*** Input data

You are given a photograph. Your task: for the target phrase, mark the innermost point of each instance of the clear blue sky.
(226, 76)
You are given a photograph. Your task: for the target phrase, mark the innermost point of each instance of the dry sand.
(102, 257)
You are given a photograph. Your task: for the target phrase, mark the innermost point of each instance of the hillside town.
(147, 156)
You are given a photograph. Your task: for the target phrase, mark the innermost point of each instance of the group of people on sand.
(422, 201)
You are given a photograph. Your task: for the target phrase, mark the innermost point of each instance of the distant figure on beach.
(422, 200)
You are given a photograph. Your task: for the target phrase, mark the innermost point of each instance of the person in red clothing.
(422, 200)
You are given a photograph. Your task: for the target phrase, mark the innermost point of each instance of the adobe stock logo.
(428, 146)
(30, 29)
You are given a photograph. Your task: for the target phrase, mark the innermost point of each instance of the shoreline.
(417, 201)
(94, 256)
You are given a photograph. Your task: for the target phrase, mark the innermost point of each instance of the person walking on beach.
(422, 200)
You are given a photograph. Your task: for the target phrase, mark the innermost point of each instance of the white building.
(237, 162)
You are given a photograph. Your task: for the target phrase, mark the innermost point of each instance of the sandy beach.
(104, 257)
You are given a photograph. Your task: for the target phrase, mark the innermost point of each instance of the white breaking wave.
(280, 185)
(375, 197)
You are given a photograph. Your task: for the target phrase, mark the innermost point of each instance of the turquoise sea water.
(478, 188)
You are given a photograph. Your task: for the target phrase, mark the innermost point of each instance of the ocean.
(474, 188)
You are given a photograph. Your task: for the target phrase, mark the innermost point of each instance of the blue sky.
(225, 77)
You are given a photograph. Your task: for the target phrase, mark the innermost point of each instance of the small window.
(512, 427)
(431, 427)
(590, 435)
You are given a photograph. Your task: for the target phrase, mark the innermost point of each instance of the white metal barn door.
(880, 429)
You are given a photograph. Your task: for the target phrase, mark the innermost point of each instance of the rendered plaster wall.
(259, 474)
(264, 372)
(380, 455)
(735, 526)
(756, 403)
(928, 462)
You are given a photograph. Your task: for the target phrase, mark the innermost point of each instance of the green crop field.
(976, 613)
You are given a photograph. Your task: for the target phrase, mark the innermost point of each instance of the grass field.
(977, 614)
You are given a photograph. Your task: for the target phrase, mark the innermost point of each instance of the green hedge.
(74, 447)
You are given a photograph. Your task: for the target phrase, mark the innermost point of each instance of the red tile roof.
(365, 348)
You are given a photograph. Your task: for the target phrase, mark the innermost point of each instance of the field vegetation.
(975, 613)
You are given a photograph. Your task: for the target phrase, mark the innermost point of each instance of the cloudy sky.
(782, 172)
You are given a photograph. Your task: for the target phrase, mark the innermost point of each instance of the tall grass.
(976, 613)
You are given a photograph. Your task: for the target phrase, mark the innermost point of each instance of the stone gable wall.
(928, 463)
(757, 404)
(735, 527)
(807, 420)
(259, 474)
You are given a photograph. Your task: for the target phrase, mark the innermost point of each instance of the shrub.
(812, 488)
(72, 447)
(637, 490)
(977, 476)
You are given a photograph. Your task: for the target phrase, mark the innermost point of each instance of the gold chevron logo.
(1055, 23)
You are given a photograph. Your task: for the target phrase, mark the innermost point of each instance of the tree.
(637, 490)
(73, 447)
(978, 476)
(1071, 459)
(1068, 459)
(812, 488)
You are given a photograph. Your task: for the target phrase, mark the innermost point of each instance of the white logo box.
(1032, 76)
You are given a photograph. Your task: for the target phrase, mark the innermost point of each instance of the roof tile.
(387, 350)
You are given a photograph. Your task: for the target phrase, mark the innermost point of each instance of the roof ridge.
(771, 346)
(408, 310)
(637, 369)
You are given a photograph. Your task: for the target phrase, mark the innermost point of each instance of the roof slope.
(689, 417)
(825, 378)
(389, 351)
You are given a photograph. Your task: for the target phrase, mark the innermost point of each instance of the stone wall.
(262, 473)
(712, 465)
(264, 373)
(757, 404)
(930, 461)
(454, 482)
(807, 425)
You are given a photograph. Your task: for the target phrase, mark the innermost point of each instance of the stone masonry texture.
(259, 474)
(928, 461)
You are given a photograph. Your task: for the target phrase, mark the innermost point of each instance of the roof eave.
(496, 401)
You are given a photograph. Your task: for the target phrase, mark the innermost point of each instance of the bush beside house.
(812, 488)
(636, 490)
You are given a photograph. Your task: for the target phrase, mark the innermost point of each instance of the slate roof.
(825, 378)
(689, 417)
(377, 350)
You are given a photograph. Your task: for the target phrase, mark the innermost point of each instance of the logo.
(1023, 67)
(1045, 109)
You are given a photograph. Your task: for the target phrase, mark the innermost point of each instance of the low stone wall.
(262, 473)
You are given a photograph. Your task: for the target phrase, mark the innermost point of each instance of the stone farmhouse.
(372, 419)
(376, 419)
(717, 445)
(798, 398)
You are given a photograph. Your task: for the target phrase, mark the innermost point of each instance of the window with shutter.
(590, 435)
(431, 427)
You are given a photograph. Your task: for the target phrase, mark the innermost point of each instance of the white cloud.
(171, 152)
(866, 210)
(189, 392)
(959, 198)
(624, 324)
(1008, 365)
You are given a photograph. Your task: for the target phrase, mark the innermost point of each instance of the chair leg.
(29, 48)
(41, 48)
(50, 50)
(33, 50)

******

[About this task]
Please write out the whole of the material exactly.

[Answer to this task]
You are given a photograph. Your task: for the target phrase, mark the innermost point of each instance of the clear blue sky.
(226, 76)
You are given a photograph. Your task: for the target phrase, mark the innermost point of each instance of the dry sand.
(102, 257)
You are given a photograph. Your task: for the target phrase, mark the innermost point of each instance of the hillside town.
(147, 156)
You are given a photograph. Your task: for the target phrase, mark the innermost point of each instance of the group of people on sand.
(422, 201)
You are given a photograph. Your task: for the target phrase, mark the innermost point of each instance of the distant figure on beach.
(422, 200)
You are given a photograph. Your task: for the target phrase, mark the innermost point of each instance of the person in red clothing.
(422, 200)
You are given a photograph. Your task: for the target phrase, mark the innermost point of each instance of the adobe stock logo.
(428, 146)
(30, 29)
You are given a photograph. Your task: for the target phrase, mark the innermost point of each instance of the shoreline.
(417, 201)
(94, 256)
You are given a photograph. Your task: for the target phrase, mark the innermost point of each instance of the person walking on beach.
(422, 200)
You are given a photograph. Your task: for the target phrase, mark the innermost point of each instance of the white building.
(237, 162)
You are given a photograph. Your task: for the target phrase, mark the innermost point of each instance of the sandy beach.
(104, 257)
You are given a photograph. Your task: for the target phrase, mark the innermost point of each instance of the white breaking wave.
(280, 185)
(375, 197)
You are given a photograph. Your task: for the target phrase, mark the innermost point of each instance of the turquoise sea water.
(478, 188)
You are given a photograph. Your task: for the target phrase, mark the innermost point of each instance of the ocean.
(474, 188)
You are given a photograph. Your task: for the target phrase, mark the innermost point of each instance of the blue sky.
(225, 77)
You are given a photograph. Your task: for the target phrase, mark the innermost point of each instance of the small window.
(512, 427)
(431, 427)
(590, 435)
You are given a photograph. Your task: for the target phrase, mark the innermost point of each instance of the white metal barn door.
(880, 429)
You are given a photograph. Your task: for the target phrase, mark the innermost point of each instance of the rendered plaster wall.
(259, 474)
(264, 372)
(380, 455)
(735, 526)
(756, 403)
(928, 462)
You are given a photograph. Your task: for the target phrase, mark the innermost point of each instance of the green crop field.
(976, 613)
You are given a photograph. Your task: for the target phrase, mark the innermost point of each instance of the grass field.
(977, 614)
You are given a photograph. Your task: for the target phrase, mark the innermost point of each instance of the green hedge.
(74, 447)
You are given a photograph. Your task: for the target phrase, mark the innermost point of each instance of the red tile roof.
(365, 348)
You are given a photograph. Your task: for the target phrase, mark the innermost point of each instance of the field vegetation.
(975, 613)
You are given a photograph. Your task: for the target phrase, mark the innermost point of each instance of the cloudy sky.
(782, 172)
You are given a photograph. Your task: for the target phrase, mark the innermost point of each instance of the tall grass.
(976, 613)
You are given a photograph. Your task: for the target phrase, mark the innermost point of each instance of the stone gable wall.
(928, 463)
(757, 404)
(735, 527)
(807, 420)
(259, 474)
You are given a photograph. Your task: for the target phrase, mark the innermost point of each instance of the shrub.
(812, 488)
(72, 447)
(637, 490)
(977, 476)
You are given a photograph. Your task: for the target phrase, mark the innermost point of each instance of the gold chevron logo.
(1055, 23)
You are given a photograph. Your task: for the target phrase, mark the innermost point of each instance of the tree.
(637, 490)
(73, 447)
(978, 476)
(1071, 459)
(1068, 459)
(812, 488)
You are given a photograph. Your task: for the target phrase, mark the innermost point of each instance of the white logo box.
(1032, 76)
You are given a photograph. Your task: for the target phrase, mark the innermost point of each instance of the roof tile.
(387, 350)
You are given a photograph. Your task: for the target phrase, mark the innermost point of each instance of the roof ridge.
(771, 346)
(408, 310)
(637, 369)
You are given a photograph. Your task: for the target phrase, mark the innermost point of each instance of the roof slope.
(689, 417)
(825, 378)
(389, 351)
You are given a photograph. Your task: for the target phrase, mark the innermost point of each instance of the stone wall.
(262, 473)
(712, 465)
(264, 373)
(757, 404)
(930, 461)
(454, 482)
(807, 425)
You are given a photograph. Your task: for the target phrase, mark the innermost point of each instance of the stone masonry texture.
(259, 474)
(928, 461)
You are given a photograph. Your task: for the target phrase, mark the innermost point of each instance of the roof eave.
(496, 401)
You are given a photograph. Your task: for the target phrase, mark the innermost point of each instance of the bush beside house.
(812, 488)
(636, 490)
You are given a photograph. Your task: for the target phrase, mark the innermost point of each instance of the slate roof.
(825, 378)
(689, 417)
(377, 350)
You are given a photograph. Your task: for the target phrase, mark the innermost point of each instance of the logo.
(1023, 67)
(1045, 109)
You are given a photograph. Your task: for the target phrase, mark the innermost point of each instance of the low stone wall.
(262, 473)
You are given a photograph. Your task: for the target phrase, mark the innermost point of each instance of the stone farmhouse.
(372, 419)
(376, 419)
(717, 445)
(798, 398)
You are given a photograph. Your task: for the target phrase, mark the innermost point of each instance of the window with shutter.
(590, 435)
(431, 427)
You are given a photograph. Your task: for the target phrase, mark the innermost point of each instance of the white cloud.
(171, 152)
(866, 210)
(189, 392)
(959, 198)
(624, 324)
(1008, 365)
You are given a photograph. Your task: for the target phrase, mark the innermost point of each instance of the chair leg.
(29, 48)
(41, 48)
(50, 50)
(33, 50)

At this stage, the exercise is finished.